## DOCUMENT
----

Cette technique ne permettra pas de supprimer l’annonce de votre concurrent mais d’être placé avant lui dans l’ordre des annonces. Il sera nécessaire de faire preuve des stratégies de communication précédemment citées afin d’assurer que le client ne se pose pas la question d’aller voir ce que fait la concurrence. Il faudra le conforter dans son choix et renforcer le côté émotionnel de sa recherche.

  • Inscrire votre marque sur une liste de « mots clés négatifs »

Pour éviter les manœuvres de concurrence parasitaire et d’e-réputation négative (web-réputation, cyber-réputation ou réputation numérique), vous avez intérêt à déclarer auprès de Google votre marque et / ou signe distinctif au titre des mots-clés négatifs. Cette revendication permet d’exclure la possibilité pour un concurrent ou des personnes malveillantes d’acheter comme mot-clé le nom d’une marque en vue d’apparaître dans les liens commerciaux lorsqu’un internaute tape ce nom (système Google Adwords).

----

## DONNÉES
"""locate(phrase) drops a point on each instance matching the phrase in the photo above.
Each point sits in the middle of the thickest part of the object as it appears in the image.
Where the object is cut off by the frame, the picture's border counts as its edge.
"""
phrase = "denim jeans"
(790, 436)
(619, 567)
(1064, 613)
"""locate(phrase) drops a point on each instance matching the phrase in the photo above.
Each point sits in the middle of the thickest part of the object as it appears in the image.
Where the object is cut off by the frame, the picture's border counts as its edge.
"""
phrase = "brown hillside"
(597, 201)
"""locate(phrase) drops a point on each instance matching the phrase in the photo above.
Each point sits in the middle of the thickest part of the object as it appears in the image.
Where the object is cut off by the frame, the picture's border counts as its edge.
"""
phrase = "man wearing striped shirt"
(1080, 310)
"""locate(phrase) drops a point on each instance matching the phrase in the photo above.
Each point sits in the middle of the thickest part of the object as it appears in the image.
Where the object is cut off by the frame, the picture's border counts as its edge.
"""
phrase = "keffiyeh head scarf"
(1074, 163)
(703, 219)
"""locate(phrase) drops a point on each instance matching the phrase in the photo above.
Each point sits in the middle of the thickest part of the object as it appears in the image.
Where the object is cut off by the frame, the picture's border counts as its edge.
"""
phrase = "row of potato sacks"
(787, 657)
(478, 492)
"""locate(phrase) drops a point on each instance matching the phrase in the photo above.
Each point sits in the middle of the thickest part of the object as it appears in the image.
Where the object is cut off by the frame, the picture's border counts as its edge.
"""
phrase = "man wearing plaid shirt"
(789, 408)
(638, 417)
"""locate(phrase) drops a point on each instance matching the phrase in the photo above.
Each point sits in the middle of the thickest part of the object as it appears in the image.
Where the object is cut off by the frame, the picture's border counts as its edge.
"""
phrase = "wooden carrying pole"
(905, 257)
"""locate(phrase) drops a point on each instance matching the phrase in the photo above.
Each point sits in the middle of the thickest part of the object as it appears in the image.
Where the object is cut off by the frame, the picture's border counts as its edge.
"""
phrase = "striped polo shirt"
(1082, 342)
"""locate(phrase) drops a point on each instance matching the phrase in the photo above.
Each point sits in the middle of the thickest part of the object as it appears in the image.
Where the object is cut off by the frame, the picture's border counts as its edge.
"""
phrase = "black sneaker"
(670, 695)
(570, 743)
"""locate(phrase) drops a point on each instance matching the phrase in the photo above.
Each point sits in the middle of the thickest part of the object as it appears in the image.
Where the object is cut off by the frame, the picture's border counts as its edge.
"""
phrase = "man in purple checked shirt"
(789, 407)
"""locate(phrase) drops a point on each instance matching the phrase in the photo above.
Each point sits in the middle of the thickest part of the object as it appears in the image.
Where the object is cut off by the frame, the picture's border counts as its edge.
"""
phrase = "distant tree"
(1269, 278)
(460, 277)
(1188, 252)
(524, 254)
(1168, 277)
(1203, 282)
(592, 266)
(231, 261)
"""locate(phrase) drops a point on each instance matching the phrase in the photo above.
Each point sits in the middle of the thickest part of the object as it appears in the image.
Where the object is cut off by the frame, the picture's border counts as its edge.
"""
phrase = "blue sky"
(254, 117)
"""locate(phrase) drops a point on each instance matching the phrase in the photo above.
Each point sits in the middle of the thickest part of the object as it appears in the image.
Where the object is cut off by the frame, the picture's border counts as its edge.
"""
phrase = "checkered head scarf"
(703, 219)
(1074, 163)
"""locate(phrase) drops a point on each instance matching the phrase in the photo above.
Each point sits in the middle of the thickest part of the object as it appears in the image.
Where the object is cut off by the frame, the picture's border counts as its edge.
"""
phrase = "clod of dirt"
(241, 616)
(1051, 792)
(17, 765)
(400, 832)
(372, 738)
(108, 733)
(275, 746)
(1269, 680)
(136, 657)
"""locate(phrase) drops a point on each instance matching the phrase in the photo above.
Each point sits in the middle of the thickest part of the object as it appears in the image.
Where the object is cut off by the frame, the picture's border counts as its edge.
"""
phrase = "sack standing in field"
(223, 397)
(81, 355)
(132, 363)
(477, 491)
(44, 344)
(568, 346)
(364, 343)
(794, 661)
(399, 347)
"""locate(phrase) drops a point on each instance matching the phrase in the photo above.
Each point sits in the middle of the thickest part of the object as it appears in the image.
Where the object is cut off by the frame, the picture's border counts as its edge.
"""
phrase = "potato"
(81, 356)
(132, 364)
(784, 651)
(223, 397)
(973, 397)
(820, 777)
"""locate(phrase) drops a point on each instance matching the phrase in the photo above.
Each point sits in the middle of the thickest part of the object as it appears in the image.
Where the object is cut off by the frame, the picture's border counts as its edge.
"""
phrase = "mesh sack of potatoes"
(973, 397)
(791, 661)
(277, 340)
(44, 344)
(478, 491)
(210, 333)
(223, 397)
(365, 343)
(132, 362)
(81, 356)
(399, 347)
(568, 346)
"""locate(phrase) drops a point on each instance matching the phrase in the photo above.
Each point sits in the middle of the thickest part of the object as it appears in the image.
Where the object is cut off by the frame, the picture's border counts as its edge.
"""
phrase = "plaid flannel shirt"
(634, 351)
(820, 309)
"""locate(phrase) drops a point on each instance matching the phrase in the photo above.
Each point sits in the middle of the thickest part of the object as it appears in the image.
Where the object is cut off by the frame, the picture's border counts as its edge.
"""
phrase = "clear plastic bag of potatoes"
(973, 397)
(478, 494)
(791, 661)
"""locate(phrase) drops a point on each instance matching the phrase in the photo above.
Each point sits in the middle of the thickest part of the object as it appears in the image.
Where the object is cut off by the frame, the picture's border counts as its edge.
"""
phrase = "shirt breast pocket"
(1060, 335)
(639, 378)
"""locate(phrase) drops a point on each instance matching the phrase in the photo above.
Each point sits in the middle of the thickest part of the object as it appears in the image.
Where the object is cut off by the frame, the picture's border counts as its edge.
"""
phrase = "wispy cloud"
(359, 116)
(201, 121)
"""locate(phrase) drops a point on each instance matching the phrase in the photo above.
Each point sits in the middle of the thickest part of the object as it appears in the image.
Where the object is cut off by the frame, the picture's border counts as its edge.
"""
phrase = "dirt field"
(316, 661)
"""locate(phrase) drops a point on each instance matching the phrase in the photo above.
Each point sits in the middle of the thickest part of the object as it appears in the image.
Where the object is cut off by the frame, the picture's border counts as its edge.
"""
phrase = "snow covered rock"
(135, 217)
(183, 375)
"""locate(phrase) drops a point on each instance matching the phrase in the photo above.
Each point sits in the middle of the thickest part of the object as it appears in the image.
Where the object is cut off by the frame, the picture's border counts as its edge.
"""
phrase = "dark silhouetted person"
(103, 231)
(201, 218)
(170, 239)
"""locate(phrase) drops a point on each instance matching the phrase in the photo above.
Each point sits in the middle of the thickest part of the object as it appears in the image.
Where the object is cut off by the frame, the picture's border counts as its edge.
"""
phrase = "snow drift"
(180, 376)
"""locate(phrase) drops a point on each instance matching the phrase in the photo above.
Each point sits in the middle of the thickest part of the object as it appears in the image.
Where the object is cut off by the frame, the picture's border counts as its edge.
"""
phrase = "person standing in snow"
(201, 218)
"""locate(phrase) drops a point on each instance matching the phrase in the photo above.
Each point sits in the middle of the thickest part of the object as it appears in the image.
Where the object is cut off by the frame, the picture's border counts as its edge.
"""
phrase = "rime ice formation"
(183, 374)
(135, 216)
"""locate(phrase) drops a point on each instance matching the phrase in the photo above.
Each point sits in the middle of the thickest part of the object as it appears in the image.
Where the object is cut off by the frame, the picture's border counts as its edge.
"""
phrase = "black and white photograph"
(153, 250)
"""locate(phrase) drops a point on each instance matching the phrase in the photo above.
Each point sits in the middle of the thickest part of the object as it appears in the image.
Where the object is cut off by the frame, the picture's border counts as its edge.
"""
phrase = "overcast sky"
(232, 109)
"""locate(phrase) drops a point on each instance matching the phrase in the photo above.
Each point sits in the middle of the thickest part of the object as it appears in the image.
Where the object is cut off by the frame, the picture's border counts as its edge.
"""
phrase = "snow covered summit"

----

## CONSIGNES
A) Pouvez-vous résumer le document en deux phrases ?
B) Pouvez-vous reproduire, dans le document, le passage qui s'ouvre sur les mots contenant « Cette technique ne » et se clôt sur « de sa recherche. » ?

## RÉPONSES
A) Une technique permet d'être placé avant l'annonce d'un concurrent sans la supprimer, et il faut alors conforter le client dans son choix pour qu'il n'aille pas voir ce que fait la concurrence. Déclarer sa marque auprès de Google comme mot-clé négatif empêche un concurrent ou des personnes malveillantes d'acheter ce nom comme mot-clé pour apparaître dans les liens commerciaux.

B)
Cette technique ne permettra pas de supprimer l’annonce de votre concurrent mais d’être placé avant lui dans l’ordre des annonces. Il sera nécessaire de faire preuve des stratégies de communication précédemment citées afin d’assurer que le client ne se pose pas la question d’aller voir ce que fait la concurrence. Il faudra le conforter dans son choix et renforcer le côté émotionnel de sa recherche.